Short problem: Reproduce exactly the lines below, starting with the line that contains "white rose -> point" and ending with the last line of the records, both included, and nothing else.

Input records:
==============================

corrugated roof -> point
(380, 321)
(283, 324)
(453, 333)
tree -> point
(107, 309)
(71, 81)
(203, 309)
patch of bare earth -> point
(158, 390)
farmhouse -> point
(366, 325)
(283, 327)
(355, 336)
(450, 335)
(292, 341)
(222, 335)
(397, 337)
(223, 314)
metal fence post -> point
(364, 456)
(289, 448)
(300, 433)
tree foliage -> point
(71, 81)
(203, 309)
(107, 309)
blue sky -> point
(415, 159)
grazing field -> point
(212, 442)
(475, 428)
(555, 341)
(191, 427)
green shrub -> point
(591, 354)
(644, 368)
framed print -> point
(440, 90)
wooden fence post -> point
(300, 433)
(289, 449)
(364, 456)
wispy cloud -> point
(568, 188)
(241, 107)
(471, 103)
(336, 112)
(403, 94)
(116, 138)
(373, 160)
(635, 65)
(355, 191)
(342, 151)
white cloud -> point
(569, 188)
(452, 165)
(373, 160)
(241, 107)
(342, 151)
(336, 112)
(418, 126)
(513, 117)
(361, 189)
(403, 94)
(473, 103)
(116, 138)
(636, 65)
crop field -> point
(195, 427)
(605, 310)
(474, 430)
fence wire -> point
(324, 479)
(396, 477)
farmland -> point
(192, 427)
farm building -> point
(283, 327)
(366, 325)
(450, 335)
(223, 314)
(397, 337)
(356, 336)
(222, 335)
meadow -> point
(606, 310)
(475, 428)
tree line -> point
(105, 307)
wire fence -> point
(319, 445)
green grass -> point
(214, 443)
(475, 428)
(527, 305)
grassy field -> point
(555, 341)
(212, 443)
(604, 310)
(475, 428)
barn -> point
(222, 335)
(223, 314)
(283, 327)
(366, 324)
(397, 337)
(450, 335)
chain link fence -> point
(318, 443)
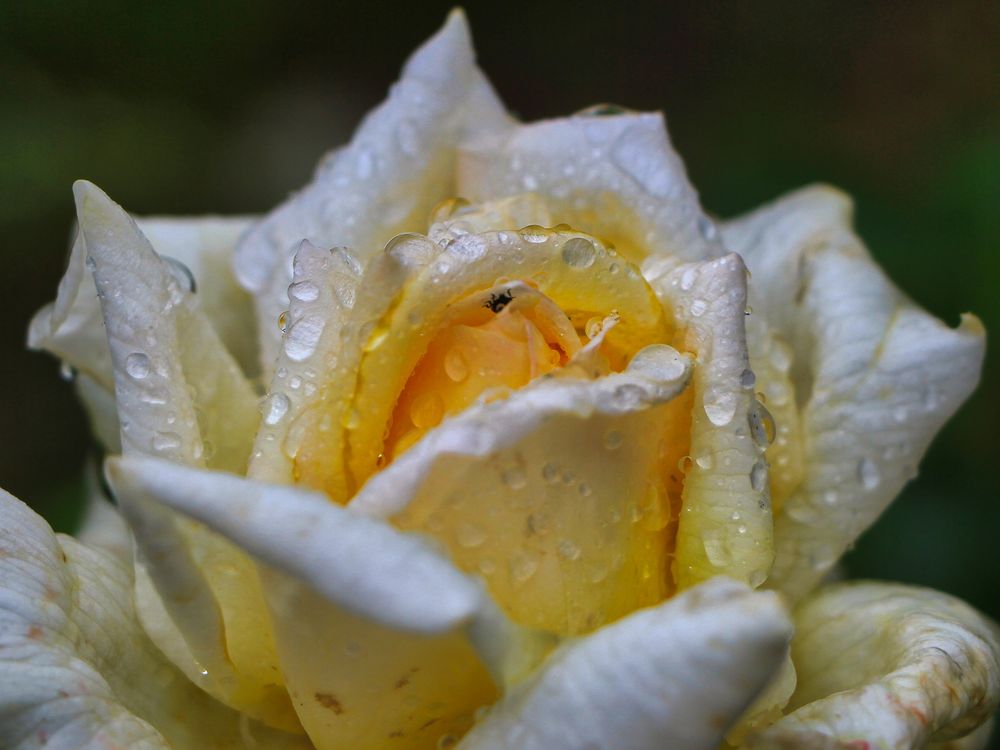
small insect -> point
(498, 302)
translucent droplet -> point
(470, 535)
(166, 441)
(302, 337)
(275, 407)
(455, 366)
(514, 478)
(761, 424)
(579, 252)
(303, 291)
(868, 474)
(427, 410)
(534, 234)
(137, 365)
(522, 566)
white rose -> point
(500, 470)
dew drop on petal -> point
(137, 365)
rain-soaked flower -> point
(540, 467)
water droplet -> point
(302, 337)
(521, 567)
(470, 535)
(514, 478)
(166, 441)
(303, 291)
(468, 247)
(137, 365)
(761, 424)
(579, 252)
(275, 407)
(350, 419)
(757, 578)
(868, 474)
(455, 366)
(758, 475)
(534, 234)
(550, 473)
(427, 410)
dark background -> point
(225, 107)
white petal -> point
(569, 533)
(725, 523)
(371, 622)
(76, 669)
(888, 666)
(675, 675)
(616, 177)
(399, 163)
(876, 376)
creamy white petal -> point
(376, 631)
(614, 176)
(76, 670)
(398, 165)
(180, 395)
(887, 666)
(568, 534)
(205, 245)
(875, 376)
(676, 675)
(725, 527)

==============================

Finished task:
white rose -> point
(500, 470)
dew drop on petal -> point
(137, 365)
rain-soaked flower -> point
(540, 467)
water droplet -> point
(302, 337)
(521, 567)
(470, 535)
(514, 478)
(166, 441)
(303, 291)
(468, 247)
(137, 365)
(761, 424)
(579, 252)
(275, 407)
(350, 419)
(757, 578)
(868, 474)
(455, 366)
(758, 475)
(534, 234)
(550, 473)
(427, 410)
dark background -> point
(225, 107)
white petal -> point
(569, 533)
(725, 523)
(371, 622)
(76, 669)
(888, 666)
(675, 675)
(616, 177)
(399, 163)
(876, 376)
creamy white petal -> point
(376, 631)
(614, 176)
(76, 670)
(398, 165)
(180, 395)
(887, 666)
(568, 534)
(205, 245)
(875, 376)
(676, 675)
(725, 527)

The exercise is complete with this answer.